■ What needs to be done
Copy out all of the data that follows, exactly as it appears.

Start of Records

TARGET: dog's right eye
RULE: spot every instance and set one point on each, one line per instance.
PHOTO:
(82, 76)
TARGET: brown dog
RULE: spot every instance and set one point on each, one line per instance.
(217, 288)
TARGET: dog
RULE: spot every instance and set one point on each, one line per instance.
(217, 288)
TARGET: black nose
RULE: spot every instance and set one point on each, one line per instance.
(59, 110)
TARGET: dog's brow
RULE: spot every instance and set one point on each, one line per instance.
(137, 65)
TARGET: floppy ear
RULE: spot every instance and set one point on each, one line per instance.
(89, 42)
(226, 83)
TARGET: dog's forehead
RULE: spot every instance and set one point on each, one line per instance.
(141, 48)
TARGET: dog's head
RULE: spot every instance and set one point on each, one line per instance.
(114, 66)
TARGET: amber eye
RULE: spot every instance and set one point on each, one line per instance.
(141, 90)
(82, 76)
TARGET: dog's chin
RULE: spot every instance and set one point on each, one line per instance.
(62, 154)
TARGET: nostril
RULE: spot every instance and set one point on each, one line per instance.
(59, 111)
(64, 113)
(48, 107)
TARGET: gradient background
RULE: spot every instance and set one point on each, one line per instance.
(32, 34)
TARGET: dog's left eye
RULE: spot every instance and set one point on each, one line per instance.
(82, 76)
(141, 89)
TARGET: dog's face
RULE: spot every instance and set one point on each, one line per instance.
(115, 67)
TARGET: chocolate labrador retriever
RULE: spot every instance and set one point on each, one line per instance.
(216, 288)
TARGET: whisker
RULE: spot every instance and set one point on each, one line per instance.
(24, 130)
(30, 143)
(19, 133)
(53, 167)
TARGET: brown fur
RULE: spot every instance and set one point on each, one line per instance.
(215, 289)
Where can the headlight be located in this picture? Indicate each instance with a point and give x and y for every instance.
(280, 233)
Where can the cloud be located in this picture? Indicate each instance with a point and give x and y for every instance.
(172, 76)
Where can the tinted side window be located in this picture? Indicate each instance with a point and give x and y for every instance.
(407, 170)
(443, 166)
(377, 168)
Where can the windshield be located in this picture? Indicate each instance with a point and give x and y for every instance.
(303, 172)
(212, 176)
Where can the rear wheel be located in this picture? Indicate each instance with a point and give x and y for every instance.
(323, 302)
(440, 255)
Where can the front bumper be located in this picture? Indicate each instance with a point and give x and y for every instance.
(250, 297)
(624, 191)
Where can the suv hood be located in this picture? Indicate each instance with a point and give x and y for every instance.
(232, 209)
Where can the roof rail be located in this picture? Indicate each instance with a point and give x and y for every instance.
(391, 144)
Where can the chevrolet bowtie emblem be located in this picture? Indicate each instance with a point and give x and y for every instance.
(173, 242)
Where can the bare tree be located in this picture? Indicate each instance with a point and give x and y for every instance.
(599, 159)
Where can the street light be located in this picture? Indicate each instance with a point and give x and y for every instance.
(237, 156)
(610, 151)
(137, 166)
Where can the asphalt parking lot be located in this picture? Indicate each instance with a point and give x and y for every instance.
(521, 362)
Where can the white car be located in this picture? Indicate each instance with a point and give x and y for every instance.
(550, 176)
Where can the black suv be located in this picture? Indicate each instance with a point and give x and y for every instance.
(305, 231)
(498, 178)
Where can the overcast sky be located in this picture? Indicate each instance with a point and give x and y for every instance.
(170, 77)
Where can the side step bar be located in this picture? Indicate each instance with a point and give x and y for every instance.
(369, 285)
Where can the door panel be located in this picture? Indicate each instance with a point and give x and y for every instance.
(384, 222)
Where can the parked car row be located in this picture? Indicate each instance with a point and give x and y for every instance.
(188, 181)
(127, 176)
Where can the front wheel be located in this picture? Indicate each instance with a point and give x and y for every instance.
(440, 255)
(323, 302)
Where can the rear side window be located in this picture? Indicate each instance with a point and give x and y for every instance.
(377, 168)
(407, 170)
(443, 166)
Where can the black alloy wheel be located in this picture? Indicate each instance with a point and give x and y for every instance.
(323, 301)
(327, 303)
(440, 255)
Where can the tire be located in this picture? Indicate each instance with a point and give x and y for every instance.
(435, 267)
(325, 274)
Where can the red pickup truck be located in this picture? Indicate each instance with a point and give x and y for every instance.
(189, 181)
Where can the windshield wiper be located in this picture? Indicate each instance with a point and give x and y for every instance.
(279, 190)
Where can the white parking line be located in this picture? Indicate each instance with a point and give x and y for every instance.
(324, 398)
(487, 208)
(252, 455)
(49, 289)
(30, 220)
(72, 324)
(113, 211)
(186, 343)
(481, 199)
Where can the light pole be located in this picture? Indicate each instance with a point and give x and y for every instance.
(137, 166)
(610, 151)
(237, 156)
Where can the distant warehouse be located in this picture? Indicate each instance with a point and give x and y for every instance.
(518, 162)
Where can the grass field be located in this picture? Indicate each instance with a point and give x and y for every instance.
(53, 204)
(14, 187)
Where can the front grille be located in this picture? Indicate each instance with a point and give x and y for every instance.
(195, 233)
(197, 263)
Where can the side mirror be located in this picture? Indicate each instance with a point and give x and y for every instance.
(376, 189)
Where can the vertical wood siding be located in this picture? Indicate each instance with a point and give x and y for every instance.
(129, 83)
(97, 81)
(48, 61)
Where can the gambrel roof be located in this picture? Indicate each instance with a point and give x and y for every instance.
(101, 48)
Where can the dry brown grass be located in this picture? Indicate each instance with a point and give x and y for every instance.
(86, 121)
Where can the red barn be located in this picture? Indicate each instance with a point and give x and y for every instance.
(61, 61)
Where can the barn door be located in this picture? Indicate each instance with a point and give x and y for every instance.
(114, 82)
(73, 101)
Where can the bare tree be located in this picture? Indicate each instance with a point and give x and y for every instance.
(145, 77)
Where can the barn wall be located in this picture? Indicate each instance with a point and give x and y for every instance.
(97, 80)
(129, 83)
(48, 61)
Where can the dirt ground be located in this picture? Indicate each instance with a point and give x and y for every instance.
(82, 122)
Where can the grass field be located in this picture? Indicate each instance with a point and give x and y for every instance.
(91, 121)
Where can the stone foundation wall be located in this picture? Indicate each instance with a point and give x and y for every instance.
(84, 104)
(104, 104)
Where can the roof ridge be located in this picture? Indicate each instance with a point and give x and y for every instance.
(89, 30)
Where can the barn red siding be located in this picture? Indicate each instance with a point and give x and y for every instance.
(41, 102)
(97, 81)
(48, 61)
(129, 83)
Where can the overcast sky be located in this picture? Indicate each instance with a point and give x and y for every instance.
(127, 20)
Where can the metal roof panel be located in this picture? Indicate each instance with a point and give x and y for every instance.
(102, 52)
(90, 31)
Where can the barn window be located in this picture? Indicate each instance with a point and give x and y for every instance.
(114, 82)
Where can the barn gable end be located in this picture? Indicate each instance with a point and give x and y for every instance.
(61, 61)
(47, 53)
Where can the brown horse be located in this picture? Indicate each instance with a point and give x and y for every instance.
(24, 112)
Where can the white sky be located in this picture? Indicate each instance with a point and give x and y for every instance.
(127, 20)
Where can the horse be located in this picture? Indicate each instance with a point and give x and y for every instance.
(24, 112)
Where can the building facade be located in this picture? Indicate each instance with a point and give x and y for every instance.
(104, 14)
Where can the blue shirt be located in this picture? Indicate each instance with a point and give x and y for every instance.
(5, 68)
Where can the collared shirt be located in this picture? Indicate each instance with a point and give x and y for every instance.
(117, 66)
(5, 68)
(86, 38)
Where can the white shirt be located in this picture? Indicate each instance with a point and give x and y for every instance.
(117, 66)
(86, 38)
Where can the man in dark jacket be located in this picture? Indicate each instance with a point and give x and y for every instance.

End of Records

■ Your response
TARGET: dog's right eye
RULE: spot every instance and set one point on each, one line per instance.
PHOTO:
(82, 76)
TARGET: brown dog
RULE: spot every instance and set one point on each, one line per instance.
(217, 288)
TARGET: dog
RULE: spot every instance and set one point on each, one line per instance.
(217, 288)
TARGET: black nose
RULE: spot every instance and set one point on each, one line per instance.
(59, 110)
TARGET: dog's brow
RULE: spot every instance and set one point on each, one line per instance.
(137, 65)
TARGET: floppy ear
RULE: spot every instance and set one point on each, one line per instance.
(89, 42)
(226, 83)
TARGET: dog's forehead
RULE: spot every instance and set one point on each, one line per instance.
(141, 48)
TARGET: dog's head
RULE: spot every instance and set one point on each, one line per instance.
(114, 66)
TARGET: amber eye
RULE: spot every instance and set one point on each, one line per instance.
(141, 90)
(82, 76)
TARGET: dog's chin
RULE: spot every instance and set one point on each, one line per instance.
(62, 154)
TARGET: nostril
RULE: spot every instance and set one point on each, one line per instance.
(59, 111)
(64, 113)
(48, 107)
TARGET: gradient background
RULE: spot every instance and set one point on each, one line per instance.
(32, 34)
TARGET: dog's left eye
RULE: spot every instance and set one point on each, one line per instance.
(82, 76)
(141, 89)
TARGET: dog's face
RULE: spot every instance and set one point on each, one line per instance.
(115, 67)
TARGET: chocolate labrador retriever
RULE: spot every instance and set one point on each, one line per instance.
(216, 288)
TARGET: whisker
RULE: spot every instance and set one point on each, one line per instance.
(24, 130)
(30, 143)
(19, 133)
(53, 167)
TARGET: brown fur
RULE: spot every instance and set one point on each, one line per instance.
(215, 289)
Where can the headlight be located in this picture? Indicate each instance with a point and give x and y for every instance.
(280, 233)
Where can the cloud be located in this picture? Indicate each instance with a point and give x and y for every instance.
(172, 76)
Where can the tinted side window be located in this picture? Indicate each instance with a point and give x and y for every instance.
(407, 170)
(443, 166)
(377, 168)
Where can the windshield be located in this picture? Indicate each instance with a point and give x and y for every instance.
(303, 172)
(212, 176)
Where can the rear wheel be located in this picture? Indicate each instance with a point and give x and y for every instance.
(323, 302)
(440, 255)
Where can the front bumper be located in this picture? Indicate each instance with a point and give x and y for every instance.
(250, 297)
(624, 191)
Where can the suv hood be located in this picture? Indicate each instance with a point and give x and y for every instance.
(232, 209)
Where can the roof rail be located in this picture? Indicate each instance with a point and give x and y for every instance.
(391, 144)
Where can the chevrolet bowtie emblem be located in this picture? Indicate each instance with a point and give x and y for every instance.
(173, 242)
Where can the bare tree be located in this picture? Indicate each instance with a point and give x and y for every instance.
(599, 159)
Where can the street light be located in this picture? Indicate each instance with a point and give x and y for every instance.
(237, 156)
(610, 151)
(137, 166)
Where can the asphalt parking lot be located in this picture? Indicate each instance with a point and give x and y for every instance.
(521, 362)
Where can the white car be located in this picture? Indicate each instance with a point and give x and y for every instance.
(550, 176)
Where can the black suv be located in this picture? Indicate each instance with a point and give x and y for every instance.
(305, 231)
(498, 178)
Where can the overcast sky be located in this picture? Indicate each instance with a point and give x and y for every instance.
(170, 77)
Where can the side step bar be located in this picture? Indicate each instance with a point and give x and y for every instance.
(369, 285)
Where can the door panel be located in this picture? Indicate each instance with a point and give x and y for every instance.
(384, 222)
Where can the parked car row be located in this picture? Indicate each instance with a point and give x and y for every instance.
(188, 181)
(127, 176)
Where can the front wheel be located in this picture? Indicate each instance with a point and give x and y for every instance.
(440, 255)
(323, 302)
Where can the rear side window be located in this picture? Indicate each instance with a point and give x and y for every instance.
(377, 168)
(407, 170)
(443, 166)
Where can the black alloy wheel be located in this picture? Indicate each instance with a point and give x and y for every instance.
(323, 301)
(327, 303)
(440, 255)
Where can the tire be located in this picture? Indicate each instance with a point and give x and y for every instance.
(435, 267)
(325, 274)
Where can the red pickup truck be located in this picture? Indicate each instance with a point and give x and y for every instance.
(189, 181)
Where can the windshield wiper be located in this picture? Indicate each instance with a point and give x and y for every instance.
(279, 190)
Where can the white parking line be located in this picture? Indicate each instance with a point and give x and y for every instance.
(324, 398)
(487, 208)
(252, 455)
(49, 289)
(30, 220)
(72, 324)
(113, 211)
(186, 343)
(481, 199)
Where can the light pole be located in this picture? Indicate each instance with a point and give x and y for every instance.
(137, 166)
(610, 151)
(237, 156)
Where can the distant warehouse be located in this picture? Indicate each instance with a point and give x and y for every instance.
(518, 162)
Where can the grass field be located in this picture? Indicate each instance with a point and give x and y for every instance.
(53, 204)
(14, 187)
Where can the front grille be located in this picture? Indicate each instance with a point and give x and y for every instance.
(195, 233)
(197, 263)
Where can the side mirror be located in this picture? Indicate each instance with a point and give x and y for every instance.
(376, 189)
Where can the vertical wood siding be located in this picture? Indicate each instance with a point and give x and y for every instance.
(129, 83)
(97, 81)
(48, 61)
Where can the gambrel roof be located in this picture? Indicate each instance with a point and give x and y for every instance.
(101, 48)
Where can the dry brown grass be located in this picture? Indicate each instance with a point and give x and y for every instance.
(86, 121)
Where can the red barn be located in this picture? Indicate each instance with a point and give x and y for every instance.
(61, 61)
Where can the barn door be located in this picture? Indicate each instance with a point and give x and y for every instance.
(114, 82)
(73, 101)
Where can the bare tree be located in this picture? Indicate each instance with a point and give x and y for every instance.
(145, 77)
Where can the barn wall be located in this picture? Indicate each instance with a point and give x and y for every instance.
(97, 80)
(129, 83)
(48, 61)
Where can the dirt ground be located in this picture? Indicate each instance with a point and give x and y for every instance.
(82, 122)
Where can the grass field be located in this picture? Indicate each instance with a point and give x and y for every instance.
(91, 121)
Where can the stone foundation wall be located in this picture? Indicate each instance with a point and give x and y for every instance.
(84, 104)
(104, 104)
Where can the roof ridge be located in this picture? Indicate each instance with a point and give x and y for every instance.
(89, 30)
Where can the barn red siding be located in this picture? Indicate each instance with a point and give x and y for every instance.
(41, 102)
(97, 81)
(48, 61)
(129, 83)
Where can the overcast sky be located in this picture? Indicate each instance with a point and give x and y for every instance.
(127, 20)
Where can the metal roof panel be located in this picture? Indicate each instance with a point and give x and y for every instance.
(102, 52)
(90, 31)
Where can the barn window be located in this picture? Indicate each instance with a point and give x and y for every instance.
(114, 82)
Where can the barn gable end be located in this picture? Indicate each instance with a point and give x and y for every instance.
(61, 61)
(47, 53)
Where can the brown horse be located in this picture? Indicate each instance with a point and give x and y for every instance.
(24, 112)
Where can the white sky be located in this picture? Indicate each instance with a point and give x and y for every instance.
(127, 20)
Where can the horse be located in this picture? Indicate each instance with a point and give x and y for every instance.
(24, 112)
Where can the building facade be located in this picture? Indicate each instance with a point and give x and y for every instance.
(104, 14)
Where can the blue shirt be located in this picture? Indicate each instance with a point and give x and y for every instance.
(5, 68)
Where can the collared shirt be located in this picture? Indicate each instance with a point and give x and y for every instance.
(117, 66)
(5, 68)
(86, 38)
Where can the white shirt be located in this picture? Indicate each instance with a point and give x and y for every instance.
(117, 66)
(86, 38)
Where can the man in dark jacket be located in this picture? Indicate each instance with a point and give x and y for every instance.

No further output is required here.